A data block
——

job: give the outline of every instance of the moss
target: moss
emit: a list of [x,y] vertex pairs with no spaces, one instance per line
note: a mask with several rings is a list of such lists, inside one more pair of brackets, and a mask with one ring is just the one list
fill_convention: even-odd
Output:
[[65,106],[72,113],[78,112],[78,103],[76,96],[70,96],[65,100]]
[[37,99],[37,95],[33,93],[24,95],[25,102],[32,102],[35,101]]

——

What you should do:
Repeat the entries above, substituting "lichen" for every occurrence of "moss" and changing nothing else.

Answer below:
job: give the outline of every instance of the lichen
target: lichen
emit: a list of [x,y] vertex pairs with no spaces, one instance per line
note: a mask with several rings is a list of such lists, inside one more pair of brackets, and a mask with one ring is just the one list
fill_convention: even-odd
Output:
[[65,106],[72,113],[78,112],[78,103],[76,96],[70,96],[65,100]]
[[37,99],[37,95],[33,93],[24,95],[25,102],[32,102],[35,101]]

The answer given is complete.